■ Directions for this task
Rewrite the listing below as a numbered list with one line per entry, dropping the blank lines.

--- START Dataset excerpts ---

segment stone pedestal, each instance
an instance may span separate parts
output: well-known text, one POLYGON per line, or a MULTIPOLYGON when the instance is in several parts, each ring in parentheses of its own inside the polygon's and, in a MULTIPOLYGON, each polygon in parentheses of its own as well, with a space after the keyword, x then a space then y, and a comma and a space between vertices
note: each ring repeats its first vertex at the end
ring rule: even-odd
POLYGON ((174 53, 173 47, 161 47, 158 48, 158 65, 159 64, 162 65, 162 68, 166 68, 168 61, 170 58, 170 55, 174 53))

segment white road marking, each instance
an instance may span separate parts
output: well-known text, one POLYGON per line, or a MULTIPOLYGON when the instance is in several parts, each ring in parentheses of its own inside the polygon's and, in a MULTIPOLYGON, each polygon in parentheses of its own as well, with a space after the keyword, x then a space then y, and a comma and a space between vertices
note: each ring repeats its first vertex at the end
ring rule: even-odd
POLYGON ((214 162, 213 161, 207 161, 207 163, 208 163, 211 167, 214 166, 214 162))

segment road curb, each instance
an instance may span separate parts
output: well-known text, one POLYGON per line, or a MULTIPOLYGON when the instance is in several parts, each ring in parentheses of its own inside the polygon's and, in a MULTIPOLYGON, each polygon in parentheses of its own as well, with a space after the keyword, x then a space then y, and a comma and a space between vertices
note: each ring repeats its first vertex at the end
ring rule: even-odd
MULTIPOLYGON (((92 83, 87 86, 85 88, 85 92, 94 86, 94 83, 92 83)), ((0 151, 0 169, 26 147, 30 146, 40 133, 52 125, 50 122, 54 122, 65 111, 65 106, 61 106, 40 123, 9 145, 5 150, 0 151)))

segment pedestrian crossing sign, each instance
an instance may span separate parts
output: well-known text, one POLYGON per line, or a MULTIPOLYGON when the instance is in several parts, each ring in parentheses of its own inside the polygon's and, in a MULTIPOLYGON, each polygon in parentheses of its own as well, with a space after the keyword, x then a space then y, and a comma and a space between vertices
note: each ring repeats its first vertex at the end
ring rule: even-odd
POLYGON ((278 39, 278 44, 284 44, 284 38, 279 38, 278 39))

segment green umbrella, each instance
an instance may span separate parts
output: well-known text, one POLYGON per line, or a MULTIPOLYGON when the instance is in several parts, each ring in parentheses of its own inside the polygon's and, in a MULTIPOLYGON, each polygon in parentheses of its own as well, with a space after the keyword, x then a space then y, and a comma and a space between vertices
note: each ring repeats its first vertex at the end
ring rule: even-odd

--- END Dataset excerpts ---

■ Worked solution
1. segment stone pedestal, each instance
2. an instance may span separate parts
3. output: well-known text, one POLYGON per line, or a MULTIPOLYGON when the instance is in several parts, each ring in parentheses of its own inside the polygon's and, in a MULTIPOLYGON, each polygon in parentheses of its own as well, with a space after the keyword, x then a space then y, and a comma and a space between vertices
4. note: each ring repeats its first vertex at the end
5. ring rule: even-odd
6. POLYGON ((174 53, 173 47, 161 47, 158 48, 158 65, 159 64, 162 65, 162 68, 166 68, 168 61, 170 58, 170 55, 174 53))
7. segment white road marking, each instance
8. an instance may span separate parts
9. output: well-known text, one POLYGON per line, or a MULTIPOLYGON when the instance is in several parts, each ring in parentheses of its own inside the polygon's and, in a MULTIPOLYGON, each polygon in parentheses of its own as well, with a space after the keyword, x then a space then y, and a comma and a space between vertices
10. note: each ring repeats its first vertex at the end
11. ring rule: even-odd
12. POLYGON ((214 162, 213 161, 207 161, 207 163, 208 163, 211 167, 214 166, 214 162))
13. segment road curb, each instance
14. an instance may span separate parts
15. output: well-known text, one POLYGON per line, or a MULTIPOLYGON when the instance is in several parts, each ring in parentheses of its own inside the polygon's and, in a MULTIPOLYGON, each polygon in parentheses of its own as well, with a space after the keyword, x then a space then y, and a comma and a space between vertices
16. note: each ring repeats its first vertex at the end
17. ring rule: even-odd
18. MULTIPOLYGON (((92 83, 87 86, 85 88, 85 92, 94 86, 94 83, 92 83)), ((0 151, 0 169, 26 147, 30 146, 40 133, 52 125, 50 122, 54 122, 65 111, 65 106, 61 106, 40 123, 9 145, 5 150, 0 151)))
19. segment pedestrian crossing sign, each instance
20. an instance may span separate parts
21. output: well-known text, one POLYGON per line, or a MULTIPOLYGON when the instance is in several parts, each ring in parentheses of its own inside the polygon's and, in a MULTIPOLYGON, each polygon in parentheses of its own as well, with a space after the keyword, x then a space then y, and a comma and a space between vertices
22. note: each ring repeats its first vertex at the end
23. ring rule: even-odd
24. POLYGON ((278 39, 278 44, 284 44, 284 38, 279 38, 278 39))
25. segment green umbrella, each instance
26. an instance may span separate parts
27. output: well-known text, one POLYGON per line, or a MULTIPOLYGON when the instance is in several parts, each ring in parentheses of its own inside the polygon's and, in a MULTIPOLYGON, each polygon in parentheses of its own as well, with a space after the keyword, x then a space then y, and a comma and a space between vertices
28. note: each ring repeats its first vertex at the end
29. ring rule: even-odd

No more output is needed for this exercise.